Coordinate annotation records
++++

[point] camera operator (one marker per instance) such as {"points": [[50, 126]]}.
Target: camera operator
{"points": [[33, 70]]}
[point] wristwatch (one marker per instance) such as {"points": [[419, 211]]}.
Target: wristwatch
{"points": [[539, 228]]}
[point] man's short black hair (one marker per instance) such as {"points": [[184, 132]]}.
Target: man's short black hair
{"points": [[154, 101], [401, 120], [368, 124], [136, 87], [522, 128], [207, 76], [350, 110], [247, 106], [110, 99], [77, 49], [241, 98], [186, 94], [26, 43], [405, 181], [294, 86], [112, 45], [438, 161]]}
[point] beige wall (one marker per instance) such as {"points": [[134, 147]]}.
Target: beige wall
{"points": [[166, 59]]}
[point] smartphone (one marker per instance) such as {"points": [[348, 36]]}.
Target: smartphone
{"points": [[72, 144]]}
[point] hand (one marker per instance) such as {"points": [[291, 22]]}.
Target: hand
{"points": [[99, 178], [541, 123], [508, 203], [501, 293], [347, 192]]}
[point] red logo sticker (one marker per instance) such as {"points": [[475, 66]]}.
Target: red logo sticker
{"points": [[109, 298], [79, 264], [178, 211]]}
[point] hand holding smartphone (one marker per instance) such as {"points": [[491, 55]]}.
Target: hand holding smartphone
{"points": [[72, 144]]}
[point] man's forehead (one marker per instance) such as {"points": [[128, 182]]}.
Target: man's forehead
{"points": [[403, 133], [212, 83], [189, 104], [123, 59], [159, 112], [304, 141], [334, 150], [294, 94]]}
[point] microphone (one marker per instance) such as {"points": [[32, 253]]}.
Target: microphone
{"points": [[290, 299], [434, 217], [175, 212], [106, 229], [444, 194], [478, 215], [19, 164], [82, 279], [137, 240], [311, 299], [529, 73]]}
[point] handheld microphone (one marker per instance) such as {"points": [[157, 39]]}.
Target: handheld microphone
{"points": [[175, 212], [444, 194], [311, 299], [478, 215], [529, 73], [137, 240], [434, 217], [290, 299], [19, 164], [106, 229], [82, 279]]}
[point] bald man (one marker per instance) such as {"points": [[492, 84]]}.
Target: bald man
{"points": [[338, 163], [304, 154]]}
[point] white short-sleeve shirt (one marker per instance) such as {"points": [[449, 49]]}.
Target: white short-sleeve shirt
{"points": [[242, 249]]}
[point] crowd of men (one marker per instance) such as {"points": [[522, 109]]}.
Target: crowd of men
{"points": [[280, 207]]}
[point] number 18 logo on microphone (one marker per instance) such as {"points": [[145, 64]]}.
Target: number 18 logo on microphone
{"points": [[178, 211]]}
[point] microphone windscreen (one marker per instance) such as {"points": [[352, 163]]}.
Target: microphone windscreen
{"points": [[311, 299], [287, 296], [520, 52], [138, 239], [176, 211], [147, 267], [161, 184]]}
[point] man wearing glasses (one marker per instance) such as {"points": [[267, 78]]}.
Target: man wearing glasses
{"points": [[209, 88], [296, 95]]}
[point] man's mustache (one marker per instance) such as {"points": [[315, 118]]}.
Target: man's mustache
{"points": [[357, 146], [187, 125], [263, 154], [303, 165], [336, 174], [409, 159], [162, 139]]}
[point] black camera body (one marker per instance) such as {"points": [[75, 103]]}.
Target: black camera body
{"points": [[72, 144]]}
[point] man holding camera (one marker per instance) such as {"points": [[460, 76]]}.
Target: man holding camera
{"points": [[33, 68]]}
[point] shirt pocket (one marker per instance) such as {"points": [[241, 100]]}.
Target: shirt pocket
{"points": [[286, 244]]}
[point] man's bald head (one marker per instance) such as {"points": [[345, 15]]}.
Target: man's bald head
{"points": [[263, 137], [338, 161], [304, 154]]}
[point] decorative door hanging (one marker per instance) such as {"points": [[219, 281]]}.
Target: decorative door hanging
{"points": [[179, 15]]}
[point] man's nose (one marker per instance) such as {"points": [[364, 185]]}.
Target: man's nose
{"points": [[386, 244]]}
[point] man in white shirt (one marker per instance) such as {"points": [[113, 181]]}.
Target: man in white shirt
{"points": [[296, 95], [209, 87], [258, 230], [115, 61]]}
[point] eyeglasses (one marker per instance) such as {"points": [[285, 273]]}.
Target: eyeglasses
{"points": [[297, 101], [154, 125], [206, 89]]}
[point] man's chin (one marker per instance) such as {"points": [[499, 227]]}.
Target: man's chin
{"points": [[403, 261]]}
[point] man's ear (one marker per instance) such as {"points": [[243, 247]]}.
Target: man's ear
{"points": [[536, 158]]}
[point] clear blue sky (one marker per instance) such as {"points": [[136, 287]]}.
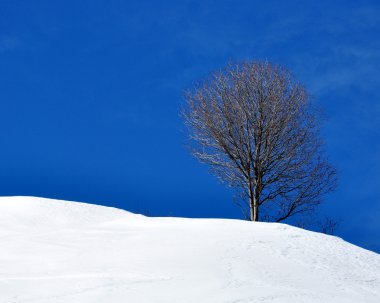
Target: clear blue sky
{"points": [[90, 92]]}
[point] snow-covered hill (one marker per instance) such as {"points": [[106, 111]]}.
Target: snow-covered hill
{"points": [[55, 251]]}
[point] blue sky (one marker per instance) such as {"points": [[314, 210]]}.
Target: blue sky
{"points": [[90, 93]]}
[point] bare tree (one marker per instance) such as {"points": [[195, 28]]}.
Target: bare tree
{"points": [[257, 129]]}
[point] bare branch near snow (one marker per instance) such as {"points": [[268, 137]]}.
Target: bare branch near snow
{"points": [[256, 128]]}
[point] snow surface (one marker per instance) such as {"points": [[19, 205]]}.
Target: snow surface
{"points": [[56, 251]]}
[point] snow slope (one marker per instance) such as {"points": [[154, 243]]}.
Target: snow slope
{"points": [[55, 251]]}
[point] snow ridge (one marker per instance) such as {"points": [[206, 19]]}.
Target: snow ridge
{"points": [[56, 251]]}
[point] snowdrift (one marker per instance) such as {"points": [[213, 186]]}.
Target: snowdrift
{"points": [[56, 251]]}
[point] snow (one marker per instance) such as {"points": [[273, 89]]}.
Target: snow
{"points": [[57, 251]]}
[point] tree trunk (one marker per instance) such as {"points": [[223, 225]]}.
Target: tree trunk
{"points": [[254, 209]]}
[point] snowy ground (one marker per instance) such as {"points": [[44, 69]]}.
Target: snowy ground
{"points": [[55, 251]]}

++++

Exercise details
Each line of the data is to be duplicated exactly; pictures stay out of the copy.

Solution
[point] camera operator (one marker per instance) such as {"points": [[50, 126]]}.
Target: camera operator
{"points": [[33, 70]]}
[point] wristwatch (one marker per instance) such as {"points": [[419, 211]]}.
Target: wristwatch
{"points": [[539, 228]]}
[point] man's short black hair (one marker per instance) such as {"points": [[184, 132]]}.
Target: man's short black hair
{"points": [[154, 101], [401, 120], [368, 124], [136, 87], [522, 128], [207, 76], [350, 110], [247, 106], [110, 99], [77, 49], [241, 98], [186, 94], [26, 43], [405, 181], [294, 86], [112, 45], [438, 161]]}
[point] beige wall (one marker per instance) such as {"points": [[134, 147]]}.
Target: beige wall
{"points": [[166, 59]]}
[point] smartphone (one marker per instance) such as {"points": [[348, 36]]}.
Target: smartphone
{"points": [[72, 144]]}
[point] hand (one marker per instance) such as {"points": [[291, 22]]}.
Target: hand
{"points": [[99, 178], [541, 123], [508, 203], [501, 293], [347, 192]]}
[point] red logo sticker (one marker per instance) such as {"points": [[475, 66]]}.
Target: red logo sticker
{"points": [[109, 298], [79, 264], [178, 211]]}
[point] hand holding smartphone (one marker per instance) such as {"points": [[491, 55]]}.
Target: hand holding smartphone
{"points": [[72, 144]]}
[point] man's forehead (one marker per instance) such as {"points": [[128, 182]]}.
Target: man's forehead
{"points": [[403, 133], [212, 83], [189, 104], [123, 59], [159, 112], [304, 141], [334, 150], [294, 94]]}
[point] microphone (one marker per instance) such as {"points": [[32, 253]]}.
Target: microphone
{"points": [[290, 299], [434, 217], [175, 212], [106, 229], [444, 194], [478, 215], [19, 164], [82, 279], [137, 240], [311, 299], [529, 73]]}
[point] handheld microphone (one marker per instance) such as {"points": [[157, 39]]}.
Target: handheld microphone
{"points": [[175, 212], [444, 194], [311, 299], [478, 215], [529, 73], [137, 240], [434, 217], [290, 299], [19, 164], [106, 229], [82, 279]]}
[point] bald man (one marker per instance) such as {"points": [[492, 84]]}.
Target: bald man
{"points": [[338, 163], [304, 154]]}
[point] white short-sleeve shirt (one marker per instance) such as {"points": [[449, 49]]}.
Target: white short-sleeve shirt
{"points": [[242, 249]]}
[point] crowd of men (one marker per instance) such as {"points": [[522, 109]]}.
Target: crowd of men
{"points": [[280, 207]]}
[point] number 18 logo on microphone (one marker per instance) such as {"points": [[145, 64]]}.
Target: number 18 logo on microphone
{"points": [[178, 211]]}
[point] microphone windscreen (one marker per instance) such as {"points": [[352, 163]]}.
Target: microphone windscreen
{"points": [[311, 299], [287, 296], [520, 52], [138, 239], [176, 211], [147, 267], [161, 184]]}
[point] man wearing glasses (one marker per instance) such as {"points": [[267, 78]]}.
Target: man wearing glasses
{"points": [[209, 88], [296, 95]]}
[point] man's mustache (one marker per instance) such as {"points": [[315, 118]]}.
Target: man's mustache
{"points": [[357, 146], [187, 125], [263, 154], [303, 165], [336, 174], [409, 159], [162, 139]]}
[point] black camera body (one marker per instance) such as {"points": [[75, 103]]}.
Target: black camera body
{"points": [[72, 144]]}
[point] man holding camera (one marker per instance) such as {"points": [[460, 76]]}.
Target: man holding camera
{"points": [[33, 68]]}
[point] shirt pocket (one marker per instance) such as {"points": [[241, 100]]}.
Target: shirt pocket
{"points": [[286, 244]]}
[point] man's bald head (one marker per instance) such as {"points": [[345, 15]]}.
Target: man's bald head
{"points": [[263, 137], [338, 161], [304, 154]]}
[point] decorative door hanging (one marker per instance) such as {"points": [[219, 281]]}.
Target: decorative door hanging
{"points": [[179, 15]]}
[point] man's nose (one marker per instance) such as {"points": [[364, 185]]}.
Target: man's nose
{"points": [[386, 244]]}
[point] man in white shirt (one marker per instance) such as {"points": [[113, 181]]}.
Target: man in white shirt
{"points": [[296, 95], [209, 87], [258, 230], [115, 61]]}
[point] eyeglasses (one marker per instance) such as {"points": [[285, 273]]}.
Target: eyeglasses
{"points": [[297, 101], [154, 125], [206, 89]]}
[point] man's chin (one marker per instance) such as {"points": [[499, 227]]}.
Target: man's chin
{"points": [[403, 261]]}
[point] man's ear (one marker per instance) such as {"points": [[243, 247]]}.
Target: man's ear
{"points": [[536, 158]]}
[point] clear blue sky (one marker per instance) such as {"points": [[136, 287]]}.
Target: clear blue sky
{"points": [[90, 92]]}
[point] snow-covered hill (one marker per instance) such as {"points": [[106, 111]]}.
Target: snow-covered hill
{"points": [[55, 251]]}
[point] blue sky (one marker per instance) such as {"points": [[314, 210]]}.
Target: blue sky
{"points": [[90, 93]]}
[point] bare tree (one marker per instance) such as {"points": [[195, 28]]}.
Target: bare tree
{"points": [[257, 129]]}
[point] bare branch near snow (one marker per instance) such as {"points": [[268, 137]]}.
Target: bare branch near snow
{"points": [[256, 128]]}
[point] snow surface (one marker per instance) such as {"points": [[19, 205]]}.
Target: snow surface
{"points": [[56, 251]]}
[point] snow slope (one marker per instance) such as {"points": [[154, 243]]}.
Target: snow slope
{"points": [[55, 251]]}
[point] snow ridge (one marker per instance) such as {"points": [[206, 19]]}.
Target: snow ridge
{"points": [[56, 251]]}
[point] snowdrift (one marker per instance) such as {"points": [[213, 186]]}.
Target: snowdrift
{"points": [[56, 251]]}
[point] snow (one marker per instance) such as {"points": [[273, 89]]}.
Target: snow
{"points": [[57, 251]]}
[point] tree trunk (one marker per instance) such as {"points": [[223, 225]]}.
Target: tree trunk
{"points": [[254, 209]]}
[point] snowy ground (one marker per instance) such as {"points": [[44, 69]]}.
Target: snowy ground
{"points": [[55, 251]]}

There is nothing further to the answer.